_EXERCISE DIRECTIONS_: Please output every line of the material as it stands, without the pictures.

_INPUT ROWS_:
(begin)

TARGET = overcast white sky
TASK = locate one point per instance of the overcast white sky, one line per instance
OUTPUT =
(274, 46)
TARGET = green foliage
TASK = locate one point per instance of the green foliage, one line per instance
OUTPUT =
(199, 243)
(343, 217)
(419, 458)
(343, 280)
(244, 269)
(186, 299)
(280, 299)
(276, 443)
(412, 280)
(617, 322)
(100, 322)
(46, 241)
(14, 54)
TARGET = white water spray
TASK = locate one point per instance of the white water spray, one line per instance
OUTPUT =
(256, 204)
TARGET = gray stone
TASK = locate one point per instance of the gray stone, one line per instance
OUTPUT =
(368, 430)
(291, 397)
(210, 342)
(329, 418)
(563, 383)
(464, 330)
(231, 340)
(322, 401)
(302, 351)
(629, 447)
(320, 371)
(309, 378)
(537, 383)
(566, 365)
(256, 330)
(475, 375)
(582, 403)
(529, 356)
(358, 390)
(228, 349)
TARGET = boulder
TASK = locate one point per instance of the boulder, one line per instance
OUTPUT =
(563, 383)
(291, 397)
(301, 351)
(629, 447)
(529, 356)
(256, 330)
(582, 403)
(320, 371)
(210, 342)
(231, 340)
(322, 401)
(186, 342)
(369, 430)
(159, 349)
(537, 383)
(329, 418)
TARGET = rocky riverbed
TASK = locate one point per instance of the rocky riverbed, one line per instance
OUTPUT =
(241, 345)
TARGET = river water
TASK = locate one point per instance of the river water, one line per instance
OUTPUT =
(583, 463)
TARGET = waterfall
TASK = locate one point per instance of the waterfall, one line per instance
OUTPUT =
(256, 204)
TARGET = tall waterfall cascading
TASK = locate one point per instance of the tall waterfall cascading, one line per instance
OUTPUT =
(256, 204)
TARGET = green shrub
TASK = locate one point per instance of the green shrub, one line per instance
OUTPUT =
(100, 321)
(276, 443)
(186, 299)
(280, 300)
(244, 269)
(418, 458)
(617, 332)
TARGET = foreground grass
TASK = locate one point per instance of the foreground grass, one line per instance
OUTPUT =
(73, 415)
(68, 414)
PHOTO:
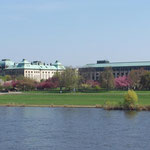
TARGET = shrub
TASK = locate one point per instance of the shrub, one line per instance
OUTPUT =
(130, 99)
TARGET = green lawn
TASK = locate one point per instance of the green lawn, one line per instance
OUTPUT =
(46, 98)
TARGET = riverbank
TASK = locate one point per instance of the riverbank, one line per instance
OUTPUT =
(77, 100)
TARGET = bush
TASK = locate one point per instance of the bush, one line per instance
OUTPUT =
(130, 99)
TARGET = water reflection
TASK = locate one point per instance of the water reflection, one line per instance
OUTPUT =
(130, 114)
(73, 129)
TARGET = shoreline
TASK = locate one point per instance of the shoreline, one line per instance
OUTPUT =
(139, 108)
(52, 106)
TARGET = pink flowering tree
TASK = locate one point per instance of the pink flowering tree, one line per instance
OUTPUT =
(122, 82)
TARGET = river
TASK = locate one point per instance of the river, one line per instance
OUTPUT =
(35, 128)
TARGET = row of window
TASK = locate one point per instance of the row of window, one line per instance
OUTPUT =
(39, 72)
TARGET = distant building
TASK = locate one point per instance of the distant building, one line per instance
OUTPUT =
(93, 71)
(35, 70)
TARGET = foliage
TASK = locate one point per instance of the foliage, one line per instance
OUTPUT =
(69, 78)
(24, 84)
(90, 84)
(8, 85)
(48, 84)
(130, 99)
(135, 78)
(107, 79)
(5, 78)
(145, 81)
(122, 82)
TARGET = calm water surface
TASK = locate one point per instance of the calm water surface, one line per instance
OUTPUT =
(28, 128)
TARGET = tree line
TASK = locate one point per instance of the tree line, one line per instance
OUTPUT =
(71, 80)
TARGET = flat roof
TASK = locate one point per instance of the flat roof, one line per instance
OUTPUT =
(118, 64)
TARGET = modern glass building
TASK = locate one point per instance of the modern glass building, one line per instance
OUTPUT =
(93, 71)
(35, 70)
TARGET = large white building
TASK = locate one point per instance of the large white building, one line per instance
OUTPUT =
(35, 70)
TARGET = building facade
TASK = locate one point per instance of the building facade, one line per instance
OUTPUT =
(35, 70)
(93, 71)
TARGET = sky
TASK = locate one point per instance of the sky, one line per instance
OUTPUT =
(75, 32)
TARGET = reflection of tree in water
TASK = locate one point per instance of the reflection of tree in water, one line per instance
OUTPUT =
(130, 114)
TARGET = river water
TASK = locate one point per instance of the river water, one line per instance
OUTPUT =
(28, 128)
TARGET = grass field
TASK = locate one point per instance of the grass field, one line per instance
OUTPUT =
(91, 99)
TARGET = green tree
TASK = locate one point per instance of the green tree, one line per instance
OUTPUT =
(145, 81)
(130, 99)
(107, 79)
(135, 78)
(68, 78)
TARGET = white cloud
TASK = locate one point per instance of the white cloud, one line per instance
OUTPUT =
(53, 6)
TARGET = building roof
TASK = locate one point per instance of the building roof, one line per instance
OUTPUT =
(118, 64)
(6, 63)
(36, 65)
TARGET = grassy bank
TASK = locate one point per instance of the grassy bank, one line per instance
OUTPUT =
(64, 99)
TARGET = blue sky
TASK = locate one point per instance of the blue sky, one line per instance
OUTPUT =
(76, 32)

(end)

_ANSWER FOR THE TASK_:
TARGET = overcast white sky
TASK = locate one point per instance of the overcast white sky, one line per instance
OUTPUT =
(274, 46)
TARGET = green foliage
TASK = locate one point per instance of the green foliage, one line per instance
OUTPUT =
(199, 243)
(343, 217)
(419, 458)
(343, 280)
(244, 269)
(186, 299)
(280, 299)
(276, 443)
(412, 280)
(617, 322)
(100, 322)
(46, 241)
(14, 54)
TARGET = white water spray
TASK = locate one point per instance of the white water spray, one line per instance
OUTPUT =
(256, 204)
TARGET = gray stone
TASK = locate one point per instance of the gray stone, one line per instance
OUTPUT =
(368, 430)
(291, 397)
(210, 342)
(329, 418)
(563, 383)
(464, 330)
(231, 340)
(322, 401)
(302, 351)
(629, 447)
(320, 371)
(309, 378)
(537, 383)
(566, 365)
(256, 330)
(475, 375)
(582, 403)
(529, 356)
(358, 390)
(228, 349)
TARGET = boulder
TASK = locate one point per instance of the boulder, one line per instance
OUTPUT =
(563, 383)
(291, 397)
(301, 351)
(629, 447)
(529, 356)
(256, 330)
(582, 403)
(320, 371)
(210, 342)
(231, 340)
(322, 401)
(186, 342)
(369, 430)
(159, 349)
(537, 383)
(329, 418)
TARGET = rocky riverbed
TASK = locate one point per instance of the rocky riverbed, one line per instance
OUTPUT =
(241, 345)
TARGET = river water
TASK = locate one point per instance of the river water, one line per instance
OUTPUT =
(583, 463)
TARGET = waterfall
TASK = locate one point per instance of the waterfall, one line per instance
OUTPUT =
(256, 204)
TARGET = tall waterfall cascading
TASK = locate one point per instance of the tall waterfall cascading, one line per instance
OUTPUT =
(256, 204)
TARGET = green shrub
TASK = locate one point per instance of the green shrub, one line per instance
OUTPUT =
(100, 321)
(276, 443)
(186, 299)
(280, 300)
(244, 269)
(418, 458)
(617, 332)
TARGET = foreground grass
TASK = locate one point per instance of the foreground grass, one line per instance
OUTPUT =
(73, 415)
(68, 414)
PHOTO:
TARGET = shrub
TASK = locate one point per instance of the shrub, one line per instance
OUTPUT =
(130, 99)
TARGET = green lawn
TASK = locate one point per instance of the green lawn, one line per instance
OUTPUT =
(46, 98)
TARGET = riverbank
TASK = locate one point per instance of the riverbank, one line per instance
OUTPUT =
(77, 100)
TARGET = bush
TASK = locate one point per instance of the bush, one line per instance
OUTPUT =
(130, 99)
TARGET = water reflection
TASK = locate one point per instance of the water reflection, one line per instance
OUTPUT =
(130, 114)
(73, 129)
TARGET = shoreline
TASK = locate one point per instance of the shoreline, one line per instance
OUTPUT =
(139, 108)
(52, 106)
TARGET = pink flowering tree
TASK = locate one point per instance of the pink flowering tree, one line per instance
OUTPUT =
(122, 82)
TARGET = river
TASK = locate one point per instance of the river, one line per instance
OUTPUT =
(35, 128)
TARGET = row of window
TASK = locate one point per instance of the row of window, one line per instance
OUTPUT =
(39, 72)
TARGET = distant building
TASK = locate one point per instance of the distant building, one line per instance
OUTPUT =
(93, 71)
(35, 70)
TARGET = foliage
TASK = locate one point per instance of the foliage, one line per instance
OUTPUT =
(69, 78)
(24, 84)
(90, 84)
(8, 85)
(48, 84)
(130, 99)
(135, 78)
(107, 79)
(5, 78)
(145, 81)
(122, 82)
TARGET = calm water surface
TASK = locate one point per instance of the calm water surface, one line per instance
OUTPUT =
(28, 128)
TARGET = tree line
TASK = locate one point per instance of the tree line, one line per instance
OUTPUT =
(71, 80)
TARGET = flat roof
TASK = locate one point per instance of the flat roof, one line per instance
OUTPUT =
(118, 64)
TARGET = modern glass building
TASK = locate one point per instance of the modern glass building, one line per instance
OUTPUT =
(93, 71)
(35, 70)
TARGET = large white building
TASK = locate one point per instance of the large white building, one line per instance
OUTPUT =
(35, 70)
TARGET = building facade
TASK = locate one point per instance of the building facade, one line per instance
OUTPUT =
(35, 70)
(93, 71)
TARGET = sky
TASK = locate one point per instance of the sky, one line per instance
OUTPUT =
(75, 32)
TARGET = reflection of tree in water
TASK = locate one point per instance of the reflection of tree in water, one line per instance
OUTPUT =
(130, 114)
TARGET = river water
TASK = locate one point per instance of the river water, one line per instance
OUTPUT =
(28, 128)
TARGET = grass field
TASK = locate one point per instance of the grass field, one line per instance
OUTPUT =
(91, 99)
TARGET = green tree
TASK = locate one point per instance of the green tree, one line per instance
OUTPUT =
(145, 81)
(130, 99)
(107, 79)
(135, 78)
(68, 78)
TARGET = white cloud
TASK = locate one point per instance of the white cloud, one line per instance
OUTPUT =
(53, 6)
TARGET = building roof
TASK = locate one point per instance of the building roof, one line per instance
OUTPUT =
(118, 64)
(6, 63)
(36, 65)
TARGET = grassy bank
TASK = locate one point per instance of the grassy bank, one line per instance
OUTPUT =
(64, 99)
TARGET = blue sky
TASK = locate one point per instance of the blue sky, one line per instance
OUTPUT =
(76, 32)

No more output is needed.